» **Your objective**:
Repeat the full listing, word for word.

— begin Material —

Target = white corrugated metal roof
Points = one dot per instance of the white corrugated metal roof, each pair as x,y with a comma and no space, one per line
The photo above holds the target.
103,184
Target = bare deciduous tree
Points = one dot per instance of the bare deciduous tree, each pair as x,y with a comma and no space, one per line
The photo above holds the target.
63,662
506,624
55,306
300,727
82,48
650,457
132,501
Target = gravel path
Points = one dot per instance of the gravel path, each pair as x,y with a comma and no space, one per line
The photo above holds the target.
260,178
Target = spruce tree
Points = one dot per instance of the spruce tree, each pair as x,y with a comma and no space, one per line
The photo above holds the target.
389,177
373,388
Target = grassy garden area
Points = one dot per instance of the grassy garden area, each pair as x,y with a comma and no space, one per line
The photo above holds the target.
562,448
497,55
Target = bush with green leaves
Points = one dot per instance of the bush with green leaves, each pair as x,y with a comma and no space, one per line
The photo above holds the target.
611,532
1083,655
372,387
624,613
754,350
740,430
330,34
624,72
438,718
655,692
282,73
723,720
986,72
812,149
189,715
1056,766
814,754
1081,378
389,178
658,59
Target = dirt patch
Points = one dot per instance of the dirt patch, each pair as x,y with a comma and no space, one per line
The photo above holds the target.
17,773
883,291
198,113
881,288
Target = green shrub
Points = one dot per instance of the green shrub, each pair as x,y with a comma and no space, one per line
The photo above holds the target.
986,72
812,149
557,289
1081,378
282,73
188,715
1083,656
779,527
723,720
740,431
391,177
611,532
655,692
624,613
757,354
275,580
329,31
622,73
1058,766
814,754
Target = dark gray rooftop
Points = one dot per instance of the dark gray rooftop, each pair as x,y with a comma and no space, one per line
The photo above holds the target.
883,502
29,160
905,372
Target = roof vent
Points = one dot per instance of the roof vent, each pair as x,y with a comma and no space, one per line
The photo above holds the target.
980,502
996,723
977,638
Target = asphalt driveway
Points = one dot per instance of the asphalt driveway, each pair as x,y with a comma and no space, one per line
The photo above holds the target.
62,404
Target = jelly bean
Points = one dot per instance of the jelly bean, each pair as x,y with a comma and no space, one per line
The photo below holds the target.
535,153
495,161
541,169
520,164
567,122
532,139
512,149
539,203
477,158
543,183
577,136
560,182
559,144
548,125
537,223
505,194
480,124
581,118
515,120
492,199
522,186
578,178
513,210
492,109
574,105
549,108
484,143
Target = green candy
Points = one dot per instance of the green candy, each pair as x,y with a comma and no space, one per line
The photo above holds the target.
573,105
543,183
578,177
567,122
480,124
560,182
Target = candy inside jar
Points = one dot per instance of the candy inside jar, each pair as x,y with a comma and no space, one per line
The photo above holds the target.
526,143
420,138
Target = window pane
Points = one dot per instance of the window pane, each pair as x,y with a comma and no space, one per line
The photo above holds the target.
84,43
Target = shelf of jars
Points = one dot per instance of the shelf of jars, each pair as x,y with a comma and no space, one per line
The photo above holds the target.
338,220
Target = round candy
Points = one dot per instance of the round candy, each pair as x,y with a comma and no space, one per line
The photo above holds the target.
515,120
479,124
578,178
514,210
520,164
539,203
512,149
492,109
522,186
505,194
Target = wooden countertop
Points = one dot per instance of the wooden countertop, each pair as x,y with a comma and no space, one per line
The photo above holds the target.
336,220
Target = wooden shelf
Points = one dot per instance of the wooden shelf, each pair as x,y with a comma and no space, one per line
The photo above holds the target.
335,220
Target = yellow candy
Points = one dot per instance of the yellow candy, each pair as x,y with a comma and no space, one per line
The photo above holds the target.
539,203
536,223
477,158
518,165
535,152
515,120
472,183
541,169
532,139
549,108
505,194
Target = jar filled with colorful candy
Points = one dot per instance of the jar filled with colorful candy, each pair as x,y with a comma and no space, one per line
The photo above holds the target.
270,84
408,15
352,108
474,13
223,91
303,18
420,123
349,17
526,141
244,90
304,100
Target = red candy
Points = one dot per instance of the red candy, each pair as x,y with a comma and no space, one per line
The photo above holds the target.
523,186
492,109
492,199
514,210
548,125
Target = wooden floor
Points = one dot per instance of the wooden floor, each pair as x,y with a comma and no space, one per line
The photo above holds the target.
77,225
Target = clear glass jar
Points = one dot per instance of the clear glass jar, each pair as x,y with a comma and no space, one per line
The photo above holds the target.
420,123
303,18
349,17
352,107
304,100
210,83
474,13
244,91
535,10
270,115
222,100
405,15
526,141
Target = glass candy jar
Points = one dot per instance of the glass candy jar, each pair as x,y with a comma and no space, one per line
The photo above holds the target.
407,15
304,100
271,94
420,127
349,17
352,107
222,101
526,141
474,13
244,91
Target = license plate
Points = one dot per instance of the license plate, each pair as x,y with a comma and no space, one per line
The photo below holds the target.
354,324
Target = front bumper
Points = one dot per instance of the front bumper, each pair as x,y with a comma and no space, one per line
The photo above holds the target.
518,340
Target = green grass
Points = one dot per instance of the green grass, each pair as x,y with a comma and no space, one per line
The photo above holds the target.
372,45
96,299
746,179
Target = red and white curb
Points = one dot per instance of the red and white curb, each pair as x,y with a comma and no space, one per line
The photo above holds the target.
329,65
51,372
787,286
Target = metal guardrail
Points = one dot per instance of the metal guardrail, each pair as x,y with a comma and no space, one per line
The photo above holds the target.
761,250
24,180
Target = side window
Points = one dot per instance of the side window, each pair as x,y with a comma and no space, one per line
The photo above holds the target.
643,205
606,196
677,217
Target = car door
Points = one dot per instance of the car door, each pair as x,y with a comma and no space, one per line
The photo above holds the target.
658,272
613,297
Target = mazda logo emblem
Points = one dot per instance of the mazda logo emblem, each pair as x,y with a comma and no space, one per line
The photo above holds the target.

— end Material —

» **Task result**:
Target = white corrugated metal roof
Points = one dot per instance of the white corrugated metal roof, each pair as x,y with a comma and no space, one per line
The photo above holds the target.
103,184
Target = bare deciduous tree
Points = one dot per instance of the bare deciduous tree, each pair as x,y with a comma and no space, one per line
The photo above holds the target.
63,662
506,624
55,306
300,727
82,48
650,457
132,501
Target = gravel path
Points = one dot per instance of the gravel path, each pair as x,y with a comma and no space, one per line
The photo above holds the target.
260,178
Target = spruce tree
Points = one dot per instance of the spruce tree, each pair as x,y with a comma and no space, one per line
The photo above holds the target.
389,177
373,388
Target = grassy garden area
Points = one dot per instance of the grassy garden area, each pair as x,y with a comma and no space, one per line
The photo above holds the target.
562,448
497,55
Target = bush with green leaves
Points = one dot per instance of the bush with green leaves, each pair as x,y with a comma and no space, one per line
The photo above holds the target.
611,532
1083,655
372,387
624,613
754,350
740,430
330,34
624,72
438,718
655,692
282,73
723,720
986,72
812,149
189,715
1056,766
814,754
1081,378
389,178
658,59
Target = dirt patch
Points = one dot per instance of the dirt patch, each pair as x,y with a comma and no space, one per line
The photo above holds the target.
17,773
883,291
198,113
881,288
Target = green shrub
Points = one dot per instance of the green shrub, each pair as x,y with a comma and no space, one per line
The photo above holds the target.
986,72
812,149
557,289
1081,378
282,73
188,715
1083,656
779,527
723,720
740,431
391,177
611,532
655,692
624,613
757,354
275,580
329,31
622,73
1058,766
814,754
Target = dark gray rooftop
Points = one dot per instance of the dark gray rooftop, each pair as x,y with a comma and no space, one per line
The photo above holds the target.
883,502
29,160
905,372
Target = roof vent
Points = one dot per instance of the roof vent, each pair as x,y with a comma and no space, one per line
The photo above holds the target.
980,502
996,723
977,638
Target = asphalt driveway
Points = one dot per instance of the asphalt driveway, each pair as x,y with a comma and no space, one per line
The photo above holds the target.
62,404
Target = jelly bean
Points = one dot per instance of the jelly bean, each pair as x,y with a comma and no space, one per line
The photo below holds the target.
535,153
495,161
541,169
520,164
567,122
532,139
512,149
539,203
477,158
543,183
577,136
560,182
559,144
548,125
537,223
505,194
480,124
581,118
515,120
492,199
522,186
578,178
513,210
492,109
574,105
549,108
484,143
Target = green candy
Points = one dot per instance of the green candy, each pair as x,y with a comma and no space, one per line
The photo above holds the target.
573,105
543,183
578,177
567,122
480,124
560,182
Target = candy inside jar
Points = one dot per instance of the candy inside jar, each pair as x,y with a comma and no space, one per line
The photo above holds the target.
526,143
420,138
Target = window pane
Points = one dot per instance of the window pane, each pair as x,y with a comma and no space, one per line
The photo above holds the target.
84,43
Target = shelf of jars
Points = one dot per instance of the shelf of jars, each pair as x,y with a comma and no space, one per line
The photo above holds the target.
338,220
Target = round candy
Points = one dot per instance of the round candy, each pair as x,y with a comma and no space, one per line
The photo above holds the target.
515,120
479,124
578,178
514,210
520,164
539,203
512,149
492,109
522,186
505,194
Target = wooden countertop
Points = one dot per instance of the wooden countertop, each pair as x,y with a comma and no space, one per line
The photo above holds the target.
336,220
Target = wooden shelf
Points = one dot per instance of the wooden shelf, each pair as x,y with a comma and no space, one per line
The photo above holds the target.
335,220
Target = yellow candy
Points = one dot per instance of the yellow candy, each pair as x,y with a comma and no space, one per line
The photo above holds the target.
539,203
536,223
477,158
518,165
535,152
515,120
472,183
541,169
532,139
549,108
505,194
Target = jar filled with colorful candy
Points = one dot per instance of the jar filled with colorful candy, each pair as x,y with a comma and no space, one per line
The photo above holds the target.
270,84
408,15
352,108
474,13
223,91
303,18
420,123
349,17
526,141
244,90
304,100
Target = red candy
Points = one dot per instance of the red candy, each pair as x,y with a comma and no space, one per line
The photo above holds the target.
523,186
492,109
492,199
514,210
548,125
Target = wooden floor
Points = one dot per instance of the wooden floor, each pair as x,y with a comma and no space, one per line
The photo above holds the target.
77,225
Target = clear glass jar
Points = one dot per instance of the clear glass jar, each pair as x,y with a comma and no space, one per line
The photo above holds the target.
420,123
303,18
349,17
352,107
304,100
210,83
474,13
244,91
535,10
270,115
222,100
405,15
526,141
Target = glass candy jar
Points = one dot per instance of the glass candy jar, each pair as x,y with a comma and no space, one per line
The photo above holds the target.
407,15
304,100
271,94
420,127
349,17
352,107
222,101
526,141
474,13
244,91
Target = license plate
Points = one dot per instance of the license plate, each pair as x,y with a comma and no space, one per line
The photo below holds the target.
354,324
Target = front bumper
Points = one dot per instance of the front bumper, each pair as x,y with a comma and no space, one per line
The photo above holds the target.
518,340
Target = green grass
Points = one dot per instance of the green grass, each pair as x,y with a comma and no space, one per line
The photo above holds the target.
372,45
96,299
746,179
Target = red and white curb
Points = one dot per instance of the red and white curb, each pair as x,y with a comma and no space, one per line
The photo above holds the target.
329,65
51,372
787,286
Target = metal guardrail
Points = one dot per instance of the metal guardrail, each pair as x,y with a comma and no space, one per line
The photo above holds the target.
761,250
24,180
Target = side window
Points = one dot per instance of the side window, each pair as x,y with a comma and no space, one per line
The photo above holds the target.
643,205
606,196
677,217
Target = car door
Points = one dot per instance of the car door, each pair as x,y with a comma and no space, one per line
The photo above holds the target.
658,272
613,297
Target = mazda logo emblem
Points = one dot per instance of the mazda logo emblem, each pair as x,y with a comma and no space, one per line
The photo above holds the target.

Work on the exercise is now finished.